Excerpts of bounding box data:
= = = = = = =

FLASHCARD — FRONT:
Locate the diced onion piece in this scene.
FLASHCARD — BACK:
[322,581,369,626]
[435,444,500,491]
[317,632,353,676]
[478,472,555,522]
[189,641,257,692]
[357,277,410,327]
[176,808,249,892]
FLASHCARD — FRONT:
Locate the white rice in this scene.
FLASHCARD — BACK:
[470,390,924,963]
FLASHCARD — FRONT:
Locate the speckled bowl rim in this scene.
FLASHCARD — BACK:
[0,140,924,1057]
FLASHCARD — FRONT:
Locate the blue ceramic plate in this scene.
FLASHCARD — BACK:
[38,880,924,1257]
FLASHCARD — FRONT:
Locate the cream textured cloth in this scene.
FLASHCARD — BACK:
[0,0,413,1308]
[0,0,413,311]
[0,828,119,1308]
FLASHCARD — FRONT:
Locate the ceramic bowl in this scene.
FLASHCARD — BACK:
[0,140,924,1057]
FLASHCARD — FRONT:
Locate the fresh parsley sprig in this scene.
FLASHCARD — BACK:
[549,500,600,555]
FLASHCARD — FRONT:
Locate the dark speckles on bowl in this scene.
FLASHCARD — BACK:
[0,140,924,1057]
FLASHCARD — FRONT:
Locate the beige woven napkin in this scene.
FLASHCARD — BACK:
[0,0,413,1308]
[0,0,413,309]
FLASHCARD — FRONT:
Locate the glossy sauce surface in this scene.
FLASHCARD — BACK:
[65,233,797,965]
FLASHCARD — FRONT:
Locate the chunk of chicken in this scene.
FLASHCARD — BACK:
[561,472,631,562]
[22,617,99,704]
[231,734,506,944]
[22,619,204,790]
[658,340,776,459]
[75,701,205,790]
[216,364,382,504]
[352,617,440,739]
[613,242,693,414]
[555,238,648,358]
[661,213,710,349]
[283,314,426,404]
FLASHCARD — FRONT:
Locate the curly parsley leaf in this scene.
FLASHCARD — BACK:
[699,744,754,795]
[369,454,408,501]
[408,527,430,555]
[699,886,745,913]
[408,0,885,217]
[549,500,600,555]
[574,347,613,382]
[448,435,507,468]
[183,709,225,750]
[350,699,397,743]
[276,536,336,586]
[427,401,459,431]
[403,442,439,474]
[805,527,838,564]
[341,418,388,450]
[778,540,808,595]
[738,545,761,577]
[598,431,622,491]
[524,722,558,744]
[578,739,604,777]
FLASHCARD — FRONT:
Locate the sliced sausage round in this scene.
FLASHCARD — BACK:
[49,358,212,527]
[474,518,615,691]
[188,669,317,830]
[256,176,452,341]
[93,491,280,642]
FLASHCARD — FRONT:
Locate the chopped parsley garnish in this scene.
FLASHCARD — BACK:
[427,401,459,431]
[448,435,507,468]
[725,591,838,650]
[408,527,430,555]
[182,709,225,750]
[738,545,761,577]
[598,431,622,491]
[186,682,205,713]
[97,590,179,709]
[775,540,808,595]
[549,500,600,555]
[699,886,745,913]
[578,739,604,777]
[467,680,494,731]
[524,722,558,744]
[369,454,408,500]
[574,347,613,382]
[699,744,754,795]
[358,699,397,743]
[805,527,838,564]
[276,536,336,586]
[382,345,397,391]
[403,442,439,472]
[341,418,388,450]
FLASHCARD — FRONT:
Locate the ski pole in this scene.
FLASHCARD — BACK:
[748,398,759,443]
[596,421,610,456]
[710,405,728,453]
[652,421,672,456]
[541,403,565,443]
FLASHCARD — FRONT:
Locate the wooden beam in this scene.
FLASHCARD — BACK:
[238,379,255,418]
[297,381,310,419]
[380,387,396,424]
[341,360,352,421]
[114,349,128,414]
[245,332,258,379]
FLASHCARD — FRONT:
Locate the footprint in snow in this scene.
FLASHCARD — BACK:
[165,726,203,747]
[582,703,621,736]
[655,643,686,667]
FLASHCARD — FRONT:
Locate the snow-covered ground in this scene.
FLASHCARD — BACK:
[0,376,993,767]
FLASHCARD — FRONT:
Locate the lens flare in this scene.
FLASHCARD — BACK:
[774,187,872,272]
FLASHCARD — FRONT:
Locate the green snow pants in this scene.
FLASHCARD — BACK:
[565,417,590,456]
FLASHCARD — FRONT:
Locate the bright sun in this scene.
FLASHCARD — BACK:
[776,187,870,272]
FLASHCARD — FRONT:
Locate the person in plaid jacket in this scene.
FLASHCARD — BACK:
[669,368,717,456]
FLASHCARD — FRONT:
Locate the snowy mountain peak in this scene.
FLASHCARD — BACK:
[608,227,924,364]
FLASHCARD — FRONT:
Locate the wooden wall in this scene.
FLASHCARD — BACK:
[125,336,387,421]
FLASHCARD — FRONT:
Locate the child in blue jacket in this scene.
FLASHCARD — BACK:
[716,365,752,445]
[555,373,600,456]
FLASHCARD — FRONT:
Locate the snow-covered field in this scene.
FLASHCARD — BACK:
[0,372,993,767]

= = = = = = =

### What is being asked
Rewrite the first line through the line containing "[470,390,924,963]", swapping "diced" for "chopped" and leaving everything else as it is.

### Output for this task
FLASHCARD — FRONT:
Locate the chopped onion piece in this scene.
FLASHCARD — BACK:
[322,581,369,626]
[435,444,500,491]
[317,632,353,676]
[478,472,555,522]
[189,641,257,692]
[357,277,410,327]
[176,808,249,892]
FLASHCARD — FRONT:
Locate the white rice in this scene.
FLASHCARD — BACK:
[470,390,924,963]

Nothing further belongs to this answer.